How to complete this task
Set down all of the entries below exactly, and omit the pictures.
= Beginning of Section =
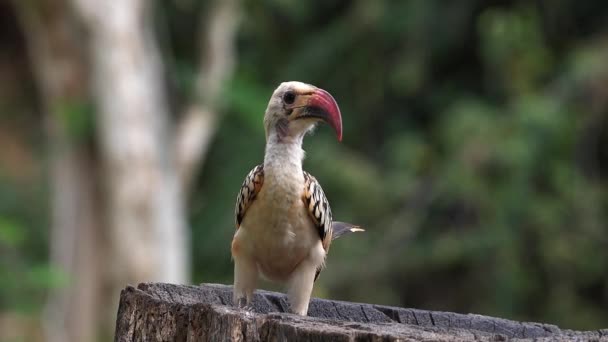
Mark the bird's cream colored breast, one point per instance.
(279, 231)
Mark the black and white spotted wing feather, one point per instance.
(318, 209)
(249, 190)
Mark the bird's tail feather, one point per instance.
(343, 228)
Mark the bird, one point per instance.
(284, 224)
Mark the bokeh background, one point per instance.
(474, 152)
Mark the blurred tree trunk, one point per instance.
(145, 204)
(76, 241)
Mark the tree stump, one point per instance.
(166, 312)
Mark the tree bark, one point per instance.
(76, 241)
(145, 205)
(165, 312)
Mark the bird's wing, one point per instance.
(249, 190)
(318, 209)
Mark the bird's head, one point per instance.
(296, 107)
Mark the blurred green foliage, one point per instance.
(474, 153)
(466, 152)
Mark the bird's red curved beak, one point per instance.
(322, 105)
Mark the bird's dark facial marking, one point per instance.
(282, 127)
(289, 97)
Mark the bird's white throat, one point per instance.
(283, 157)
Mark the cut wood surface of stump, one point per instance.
(166, 312)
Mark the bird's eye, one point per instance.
(289, 97)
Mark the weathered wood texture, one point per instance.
(165, 312)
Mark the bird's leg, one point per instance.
= End of Section =
Output
Mark the bird's cream colored breast, one point per instance.
(279, 231)
Mark the black and white spotted wing feather, one point per instance.
(318, 209)
(249, 190)
Mark the bird's tail feather, one point per instance.
(343, 228)
Mark the bird, one point per instance.
(284, 224)
Mark the bokeh background, one point per instance.
(474, 152)
Mark the blurred tree trunk, one point per instance.
(145, 204)
(76, 241)
Mark the tree stump, one point per instance.
(166, 312)
Mark the tree bark, one point per instance.
(76, 241)
(145, 205)
(165, 312)
Mark the bird's wing, one point per instance.
(249, 190)
(318, 209)
Mark the bird's head, one point per instance.
(296, 107)
Mark the blurred green foliage, one point per instance.
(474, 153)
(466, 152)
Mark the bird's red curved beak, one point per instance.
(322, 105)
Mark the bird's dark facial marking, one point per instance.
(282, 127)
(289, 97)
Mark the bird's white throat, one point per instance.
(283, 157)
Mark the cut wood surface of stump, one point per instance.
(166, 312)
Mark the bird's eye, one point per instance.
(289, 97)
Mark the weathered wood texture, one point per instance.
(165, 312)
Mark the bird's leg, one point per instance.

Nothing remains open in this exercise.